DIRECTIONS »
All lines from the one including "the bird's tail" to the bottom of the entries below should be repeated exactly, both ends kept.

[Items from a data source]
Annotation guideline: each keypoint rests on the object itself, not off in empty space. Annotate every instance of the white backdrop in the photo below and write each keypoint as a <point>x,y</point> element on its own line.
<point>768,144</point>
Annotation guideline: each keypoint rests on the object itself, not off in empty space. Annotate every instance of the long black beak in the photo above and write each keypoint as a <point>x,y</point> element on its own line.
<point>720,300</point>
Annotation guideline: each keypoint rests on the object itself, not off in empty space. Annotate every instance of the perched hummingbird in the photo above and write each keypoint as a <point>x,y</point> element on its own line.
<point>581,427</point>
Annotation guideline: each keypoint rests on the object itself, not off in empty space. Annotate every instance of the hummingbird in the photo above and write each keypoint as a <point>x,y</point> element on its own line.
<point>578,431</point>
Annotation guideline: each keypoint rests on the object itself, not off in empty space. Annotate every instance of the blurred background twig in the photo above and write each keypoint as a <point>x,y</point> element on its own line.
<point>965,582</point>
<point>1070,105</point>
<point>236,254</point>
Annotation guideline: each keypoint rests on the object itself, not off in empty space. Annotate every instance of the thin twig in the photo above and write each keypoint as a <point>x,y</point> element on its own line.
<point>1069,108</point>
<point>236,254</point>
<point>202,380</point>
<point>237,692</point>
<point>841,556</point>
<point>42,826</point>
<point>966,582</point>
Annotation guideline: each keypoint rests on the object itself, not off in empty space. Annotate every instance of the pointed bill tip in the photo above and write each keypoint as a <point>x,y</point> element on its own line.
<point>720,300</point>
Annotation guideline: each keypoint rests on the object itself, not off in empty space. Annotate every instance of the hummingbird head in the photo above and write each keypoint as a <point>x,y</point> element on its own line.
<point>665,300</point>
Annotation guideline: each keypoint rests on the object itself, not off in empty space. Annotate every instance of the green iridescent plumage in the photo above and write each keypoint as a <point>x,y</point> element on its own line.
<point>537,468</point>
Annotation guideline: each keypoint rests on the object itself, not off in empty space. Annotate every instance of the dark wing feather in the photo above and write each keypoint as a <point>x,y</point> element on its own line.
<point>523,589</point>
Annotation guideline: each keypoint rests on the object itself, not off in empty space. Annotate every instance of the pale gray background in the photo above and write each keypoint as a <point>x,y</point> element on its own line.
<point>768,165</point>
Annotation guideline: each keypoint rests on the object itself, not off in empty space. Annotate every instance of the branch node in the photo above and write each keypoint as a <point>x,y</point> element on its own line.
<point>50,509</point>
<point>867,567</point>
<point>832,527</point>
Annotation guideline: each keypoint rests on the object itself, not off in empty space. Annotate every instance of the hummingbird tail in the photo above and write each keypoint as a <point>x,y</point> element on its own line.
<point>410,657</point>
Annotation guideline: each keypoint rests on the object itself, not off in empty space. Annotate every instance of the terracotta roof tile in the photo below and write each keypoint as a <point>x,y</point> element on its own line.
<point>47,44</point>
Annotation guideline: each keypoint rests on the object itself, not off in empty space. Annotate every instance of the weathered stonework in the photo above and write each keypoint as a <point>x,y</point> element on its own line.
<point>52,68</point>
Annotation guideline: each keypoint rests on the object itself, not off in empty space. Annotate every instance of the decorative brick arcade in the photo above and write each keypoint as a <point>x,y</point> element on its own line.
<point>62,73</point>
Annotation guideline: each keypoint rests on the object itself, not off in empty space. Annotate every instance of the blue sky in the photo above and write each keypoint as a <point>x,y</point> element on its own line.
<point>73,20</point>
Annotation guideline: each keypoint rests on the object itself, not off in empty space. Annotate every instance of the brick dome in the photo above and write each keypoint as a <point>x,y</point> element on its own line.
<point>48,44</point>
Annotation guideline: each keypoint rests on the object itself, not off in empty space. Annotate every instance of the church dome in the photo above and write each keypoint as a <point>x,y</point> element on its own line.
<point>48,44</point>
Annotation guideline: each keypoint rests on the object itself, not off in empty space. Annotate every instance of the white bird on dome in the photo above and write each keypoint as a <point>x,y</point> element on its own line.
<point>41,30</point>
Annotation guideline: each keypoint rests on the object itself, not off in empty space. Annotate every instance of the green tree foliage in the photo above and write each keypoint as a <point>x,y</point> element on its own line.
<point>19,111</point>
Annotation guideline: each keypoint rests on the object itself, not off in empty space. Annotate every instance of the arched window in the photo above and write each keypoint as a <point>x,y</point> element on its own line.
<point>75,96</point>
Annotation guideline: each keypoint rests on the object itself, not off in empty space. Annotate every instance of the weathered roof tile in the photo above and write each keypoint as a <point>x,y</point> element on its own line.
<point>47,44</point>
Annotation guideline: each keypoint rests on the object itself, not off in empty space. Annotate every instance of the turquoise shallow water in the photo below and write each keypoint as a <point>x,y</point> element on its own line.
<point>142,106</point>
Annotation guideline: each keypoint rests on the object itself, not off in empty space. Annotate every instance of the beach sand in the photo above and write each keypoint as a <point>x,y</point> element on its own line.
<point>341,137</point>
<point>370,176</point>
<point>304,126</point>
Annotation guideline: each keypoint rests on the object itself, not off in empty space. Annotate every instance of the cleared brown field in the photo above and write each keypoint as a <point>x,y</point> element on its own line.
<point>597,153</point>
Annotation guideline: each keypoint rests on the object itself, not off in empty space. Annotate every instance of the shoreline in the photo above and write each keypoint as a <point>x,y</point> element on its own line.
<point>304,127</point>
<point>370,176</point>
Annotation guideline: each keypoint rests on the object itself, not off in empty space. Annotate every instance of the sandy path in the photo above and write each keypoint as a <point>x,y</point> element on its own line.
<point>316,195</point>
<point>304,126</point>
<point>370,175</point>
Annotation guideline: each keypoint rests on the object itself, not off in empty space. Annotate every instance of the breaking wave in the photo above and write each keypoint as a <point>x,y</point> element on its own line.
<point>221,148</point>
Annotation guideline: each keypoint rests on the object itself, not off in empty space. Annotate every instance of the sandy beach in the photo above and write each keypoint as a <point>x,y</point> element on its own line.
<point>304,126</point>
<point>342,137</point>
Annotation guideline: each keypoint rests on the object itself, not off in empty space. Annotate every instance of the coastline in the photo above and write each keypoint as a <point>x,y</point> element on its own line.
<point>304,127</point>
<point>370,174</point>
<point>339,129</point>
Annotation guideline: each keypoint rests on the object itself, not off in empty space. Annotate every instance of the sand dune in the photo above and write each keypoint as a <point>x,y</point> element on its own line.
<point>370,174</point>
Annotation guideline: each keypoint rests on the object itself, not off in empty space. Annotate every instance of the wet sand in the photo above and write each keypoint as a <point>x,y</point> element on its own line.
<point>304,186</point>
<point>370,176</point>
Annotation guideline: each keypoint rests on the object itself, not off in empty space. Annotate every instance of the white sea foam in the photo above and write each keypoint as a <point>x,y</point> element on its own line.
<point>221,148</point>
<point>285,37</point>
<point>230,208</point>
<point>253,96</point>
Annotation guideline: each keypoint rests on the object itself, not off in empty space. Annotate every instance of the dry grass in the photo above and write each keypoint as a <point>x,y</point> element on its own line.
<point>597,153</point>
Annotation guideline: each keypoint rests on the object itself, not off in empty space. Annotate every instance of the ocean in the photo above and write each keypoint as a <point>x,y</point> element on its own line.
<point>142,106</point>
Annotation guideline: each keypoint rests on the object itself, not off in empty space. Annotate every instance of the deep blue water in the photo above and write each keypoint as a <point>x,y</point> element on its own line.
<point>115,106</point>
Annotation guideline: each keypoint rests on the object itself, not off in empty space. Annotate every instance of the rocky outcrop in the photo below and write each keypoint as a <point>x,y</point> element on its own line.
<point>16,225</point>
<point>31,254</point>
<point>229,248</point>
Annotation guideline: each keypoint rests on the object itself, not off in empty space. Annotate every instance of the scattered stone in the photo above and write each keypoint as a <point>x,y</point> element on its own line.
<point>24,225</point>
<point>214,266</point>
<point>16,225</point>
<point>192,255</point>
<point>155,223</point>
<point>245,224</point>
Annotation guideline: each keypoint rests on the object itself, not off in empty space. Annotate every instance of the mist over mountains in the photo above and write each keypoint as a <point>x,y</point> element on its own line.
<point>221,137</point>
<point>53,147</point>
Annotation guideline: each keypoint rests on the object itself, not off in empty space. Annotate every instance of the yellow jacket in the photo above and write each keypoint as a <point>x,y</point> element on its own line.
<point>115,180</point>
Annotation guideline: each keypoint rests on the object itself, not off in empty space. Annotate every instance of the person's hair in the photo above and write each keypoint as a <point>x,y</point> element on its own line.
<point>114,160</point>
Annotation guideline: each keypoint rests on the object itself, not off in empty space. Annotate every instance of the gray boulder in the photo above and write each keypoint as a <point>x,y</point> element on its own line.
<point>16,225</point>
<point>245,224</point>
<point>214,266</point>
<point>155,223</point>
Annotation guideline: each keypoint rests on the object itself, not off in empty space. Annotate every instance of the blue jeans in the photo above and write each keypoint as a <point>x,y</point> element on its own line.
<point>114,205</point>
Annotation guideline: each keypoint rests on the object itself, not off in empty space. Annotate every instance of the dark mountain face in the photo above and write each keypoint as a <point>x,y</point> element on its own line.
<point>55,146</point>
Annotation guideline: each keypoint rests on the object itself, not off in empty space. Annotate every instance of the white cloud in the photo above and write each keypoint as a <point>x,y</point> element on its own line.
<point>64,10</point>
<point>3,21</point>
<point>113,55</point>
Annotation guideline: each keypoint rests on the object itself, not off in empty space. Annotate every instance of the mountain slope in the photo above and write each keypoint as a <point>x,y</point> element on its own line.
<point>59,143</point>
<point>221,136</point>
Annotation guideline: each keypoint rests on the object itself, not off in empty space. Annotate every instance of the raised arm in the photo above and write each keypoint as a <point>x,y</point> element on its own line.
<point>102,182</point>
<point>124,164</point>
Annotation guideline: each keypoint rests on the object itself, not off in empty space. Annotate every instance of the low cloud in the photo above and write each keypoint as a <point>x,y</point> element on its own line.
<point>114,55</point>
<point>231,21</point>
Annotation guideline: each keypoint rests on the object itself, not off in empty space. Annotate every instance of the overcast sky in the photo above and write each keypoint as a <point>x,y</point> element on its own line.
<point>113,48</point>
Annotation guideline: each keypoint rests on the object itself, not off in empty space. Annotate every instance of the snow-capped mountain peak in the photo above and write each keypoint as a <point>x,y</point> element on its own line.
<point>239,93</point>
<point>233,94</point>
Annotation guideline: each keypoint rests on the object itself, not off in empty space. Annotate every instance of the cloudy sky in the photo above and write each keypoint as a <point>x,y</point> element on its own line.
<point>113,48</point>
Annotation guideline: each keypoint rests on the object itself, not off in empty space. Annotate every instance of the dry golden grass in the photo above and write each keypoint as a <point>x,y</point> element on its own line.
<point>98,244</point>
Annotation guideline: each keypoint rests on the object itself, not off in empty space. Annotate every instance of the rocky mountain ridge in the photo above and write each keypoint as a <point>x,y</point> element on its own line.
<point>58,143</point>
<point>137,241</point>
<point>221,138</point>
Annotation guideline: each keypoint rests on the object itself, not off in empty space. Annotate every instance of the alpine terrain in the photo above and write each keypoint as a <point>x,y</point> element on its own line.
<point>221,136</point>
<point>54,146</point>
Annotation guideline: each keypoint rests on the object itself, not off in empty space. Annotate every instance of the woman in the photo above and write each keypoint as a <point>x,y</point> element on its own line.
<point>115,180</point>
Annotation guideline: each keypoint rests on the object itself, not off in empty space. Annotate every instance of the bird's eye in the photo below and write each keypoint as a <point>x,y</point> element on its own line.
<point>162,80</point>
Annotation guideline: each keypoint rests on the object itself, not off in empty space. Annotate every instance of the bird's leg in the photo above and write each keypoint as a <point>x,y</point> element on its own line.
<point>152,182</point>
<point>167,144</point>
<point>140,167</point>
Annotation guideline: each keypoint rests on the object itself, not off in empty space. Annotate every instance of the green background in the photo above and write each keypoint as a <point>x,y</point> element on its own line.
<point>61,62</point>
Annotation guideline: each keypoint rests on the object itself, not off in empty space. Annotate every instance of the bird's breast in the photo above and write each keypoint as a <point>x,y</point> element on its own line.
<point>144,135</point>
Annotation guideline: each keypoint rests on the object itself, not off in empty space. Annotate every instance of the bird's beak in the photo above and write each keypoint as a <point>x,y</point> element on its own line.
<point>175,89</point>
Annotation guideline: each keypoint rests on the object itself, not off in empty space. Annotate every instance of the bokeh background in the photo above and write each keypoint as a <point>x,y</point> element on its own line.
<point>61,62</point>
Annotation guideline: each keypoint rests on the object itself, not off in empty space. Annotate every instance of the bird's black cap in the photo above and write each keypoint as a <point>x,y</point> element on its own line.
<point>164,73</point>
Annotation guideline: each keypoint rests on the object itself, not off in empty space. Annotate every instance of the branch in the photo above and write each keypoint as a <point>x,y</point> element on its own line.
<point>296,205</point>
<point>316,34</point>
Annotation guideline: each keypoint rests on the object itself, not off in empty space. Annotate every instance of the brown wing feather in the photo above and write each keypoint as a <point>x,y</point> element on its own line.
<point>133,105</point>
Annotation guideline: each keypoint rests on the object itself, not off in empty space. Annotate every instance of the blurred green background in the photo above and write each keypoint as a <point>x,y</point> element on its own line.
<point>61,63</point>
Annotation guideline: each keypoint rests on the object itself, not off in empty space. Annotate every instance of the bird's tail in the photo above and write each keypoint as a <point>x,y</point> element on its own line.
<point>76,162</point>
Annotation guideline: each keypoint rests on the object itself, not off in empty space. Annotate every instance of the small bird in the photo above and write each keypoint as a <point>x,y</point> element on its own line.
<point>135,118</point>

SOLUTION FOR THIS PROBLEM »
Annotation guideline: each keypoint rests on the object itself, not off in empty space. Annotate every instance of the bird's tail in the photo above and write each keypoint as a <point>x,y</point> element on its own line.
<point>76,162</point>
Annotation guideline: each keypoint rests on the object itself, not off in empty space. Annotate every instance of the small bird in the photo above and write each keypoint as a <point>x,y</point> element on its own line.
<point>135,118</point>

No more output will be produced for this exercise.